__Short task__
Render the items as a numbered list with blank lines omitted, starting at the line that contains "countertop and put a dot on each instance?" and ending at the final line of the items, both ends included.

__Source records__
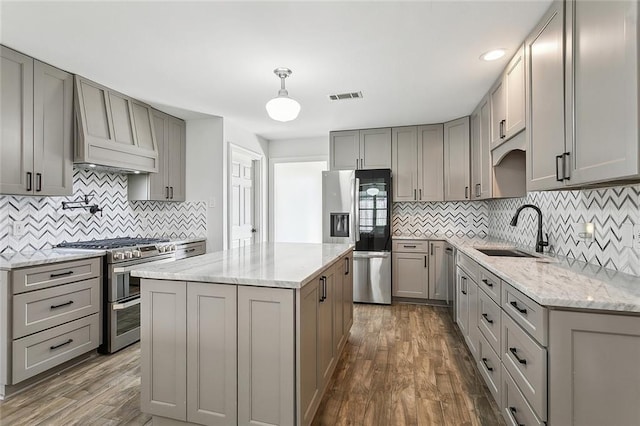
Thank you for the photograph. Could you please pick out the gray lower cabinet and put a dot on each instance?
(49, 314)
(113, 130)
(36, 153)
(220, 354)
(594, 377)
(456, 160)
(168, 184)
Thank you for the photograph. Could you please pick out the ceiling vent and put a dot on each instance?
(343, 96)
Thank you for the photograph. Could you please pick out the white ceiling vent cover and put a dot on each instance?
(343, 96)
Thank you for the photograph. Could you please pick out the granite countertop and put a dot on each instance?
(557, 281)
(283, 265)
(10, 261)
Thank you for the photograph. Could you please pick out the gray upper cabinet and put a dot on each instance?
(481, 163)
(507, 98)
(417, 163)
(168, 184)
(456, 160)
(604, 144)
(583, 116)
(37, 127)
(360, 149)
(545, 53)
(113, 129)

__Task solution__
1. Thank you for the photograph. Could you please pick out the granite countertop and put a dot on each instance?
2. (557, 281)
3. (283, 265)
4. (10, 261)
5. Thank you for the photograph. Could you please pick out the gray upper cabinet and put a dot on each instance?
6. (481, 163)
7. (507, 98)
8. (417, 163)
9. (168, 184)
10. (456, 160)
11. (604, 144)
12. (583, 116)
13. (37, 127)
14. (360, 149)
15. (545, 53)
16. (113, 129)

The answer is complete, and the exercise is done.